Problem to work on:
Restate all of the data precisely, omitting nothing.

(Stored items from a collection)
────

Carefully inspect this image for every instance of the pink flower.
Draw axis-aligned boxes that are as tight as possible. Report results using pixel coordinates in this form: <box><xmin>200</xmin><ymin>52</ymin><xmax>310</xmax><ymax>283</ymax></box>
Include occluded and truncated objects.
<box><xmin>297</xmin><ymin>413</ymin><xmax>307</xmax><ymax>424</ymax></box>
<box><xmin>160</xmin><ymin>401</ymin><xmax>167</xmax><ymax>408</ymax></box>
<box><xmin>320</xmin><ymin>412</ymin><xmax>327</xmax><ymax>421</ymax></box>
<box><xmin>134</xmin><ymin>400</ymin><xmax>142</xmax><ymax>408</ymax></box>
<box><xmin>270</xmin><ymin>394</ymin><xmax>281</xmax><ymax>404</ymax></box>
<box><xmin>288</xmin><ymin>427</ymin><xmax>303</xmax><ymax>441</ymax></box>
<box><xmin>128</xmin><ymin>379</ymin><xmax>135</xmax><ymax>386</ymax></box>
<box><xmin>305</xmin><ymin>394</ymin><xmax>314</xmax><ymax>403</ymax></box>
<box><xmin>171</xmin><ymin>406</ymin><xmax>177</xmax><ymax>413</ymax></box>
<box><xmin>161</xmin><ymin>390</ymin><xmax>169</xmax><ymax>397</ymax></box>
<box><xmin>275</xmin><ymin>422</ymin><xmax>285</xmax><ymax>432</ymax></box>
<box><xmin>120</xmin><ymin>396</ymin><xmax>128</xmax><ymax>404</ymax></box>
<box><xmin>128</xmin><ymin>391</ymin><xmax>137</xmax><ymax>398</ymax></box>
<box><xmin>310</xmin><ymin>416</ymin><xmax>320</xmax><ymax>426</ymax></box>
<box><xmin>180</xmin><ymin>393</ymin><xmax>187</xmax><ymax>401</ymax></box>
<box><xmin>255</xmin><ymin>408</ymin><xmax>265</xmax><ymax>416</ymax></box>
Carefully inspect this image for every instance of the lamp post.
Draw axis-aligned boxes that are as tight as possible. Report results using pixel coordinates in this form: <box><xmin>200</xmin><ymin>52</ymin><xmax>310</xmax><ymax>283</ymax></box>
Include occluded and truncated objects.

────

Task result:
Carefully inspect this image for every instance of the pink flower.
Draw axis-aligned boxes that are as tight as possible. Report results using pixel coordinates in this form: <box><xmin>200</xmin><ymin>52</ymin><xmax>310</xmax><ymax>283</ymax></box>
Include occluded and truncated objects.
<box><xmin>297</xmin><ymin>413</ymin><xmax>307</xmax><ymax>424</ymax></box>
<box><xmin>160</xmin><ymin>401</ymin><xmax>167</xmax><ymax>408</ymax></box>
<box><xmin>320</xmin><ymin>412</ymin><xmax>327</xmax><ymax>421</ymax></box>
<box><xmin>134</xmin><ymin>400</ymin><xmax>142</xmax><ymax>408</ymax></box>
<box><xmin>270</xmin><ymin>394</ymin><xmax>281</xmax><ymax>404</ymax></box>
<box><xmin>288</xmin><ymin>427</ymin><xmax>303</xmax><ymax>441</ymax></box>
<box><xmin>128</xmin><ymin>379</ymin><xmax>135</xmax><ymax>386</ymax></box>
<box><xmin>305</xmin><ymin>394</ymin><xmax>314</xmax><ymax>403</ymax></box>
<box><xmin>171</xmin><ymin>406</ymin><xmax>177</xmax><ymax>413</ymax></box>
<box><xmin>161</xmin><ymin>390</ymin><xmax>169</xmax><ymax>397</ymax></box>
<box><xmin>275</xmin><ymin>422</ymin><xmax>285</xmax><ymax>432</ymax></box>
<box><xmin>120</xmin><ymin>396</ymin><xmax>128</xmax><ymax>404</ymax></box>
<box><xmin>128</xmin><ymin>391</ymin><xmax>137</xmax><ymax>398</ymax></box>
<box><xmin>310</xmin><ymin>416</ymin><xmax>320</xmax><ymax>426</ymax></box>
<box><xmin>180</xmin><ymin>393</ymin><xmax>187</xmax><ymax>401</ymax></box>
<box><xmin>255</xmin><ymin>408</ymin><xmax>265</xmax><ymax>416</ymax></box>
Carefully inspect this image for every instance of the lamp post.
Draw axis-aligned boxes that are as tight as possible. Report results using pixel coordinates in this form: <box><xmin>200</xmin><ymin>52</ymin><xmax>310</xmax><ymax>283</ymax></box>
Include occluded and truncated objects.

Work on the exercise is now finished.